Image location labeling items
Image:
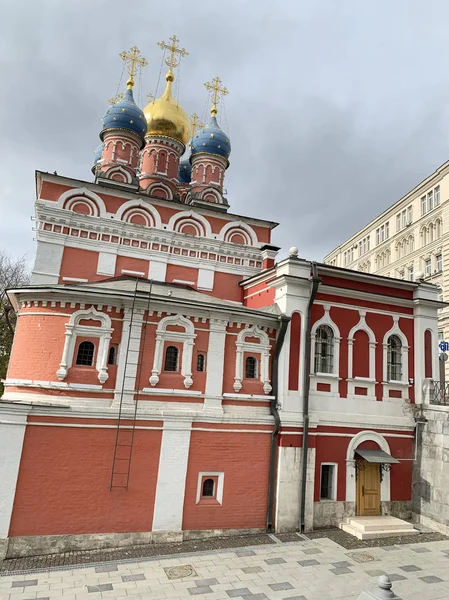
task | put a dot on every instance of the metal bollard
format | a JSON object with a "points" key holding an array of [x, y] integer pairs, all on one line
{"points": [[383, 591]]}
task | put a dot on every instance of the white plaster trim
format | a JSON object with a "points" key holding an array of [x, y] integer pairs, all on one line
{"points": [[355, 442], [74, 329], [263, 348], [187, 339], [220, 484]]}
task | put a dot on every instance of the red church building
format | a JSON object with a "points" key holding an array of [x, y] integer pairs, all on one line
{"points": [[170, 380]]}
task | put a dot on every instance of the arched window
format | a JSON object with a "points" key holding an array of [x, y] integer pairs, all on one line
{"points": [[200, 362], [171, 359], [394, 359], [251, 367], [324, 349], [85, 355], [112, 356], [208, 488]]}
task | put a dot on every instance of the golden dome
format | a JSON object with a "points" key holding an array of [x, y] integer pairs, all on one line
{"points": [[165, 117]]}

**Exercise task:**
Transcribe every item above word for word, leaving out the pictures.

**The output:**
Image:
task | put a dot on every instance of the metal bollard
format | a JSON object with a "points" key holding an array of [x, y] integer pairs, all on one line
{"points": [[383, 591]]}
task | put a dot on every instance of the white plaster trim
format | a JSON object with a "points" key holding an array of [x, y] integer pairs, all on one line
{"points": [[355, 442], [74, 329], [263, 348], [187, 339], [220, 484]]}
task | put a dot on every instance of the red church building
format | a JSON object with a "points" key holding an array of [x, y] integer pairs, all on one line
{"points": [[170, 380]]}
task | put a dot on every instance of the arched window
format | a JSON object with a "points" key holding an array of [x, y] integer pairs, all on one line
{"points": [[200, 362], [171, 359], [394, 359], [251, 367], [324, 349], [85, 355], [112, 356], [208, 488]]}
task | put a dot on every instance of the golden dome
format | a JSON object with a "points" key holding an array of [x, y] integer pairs, all on one line
{"points": [[165, 117]]}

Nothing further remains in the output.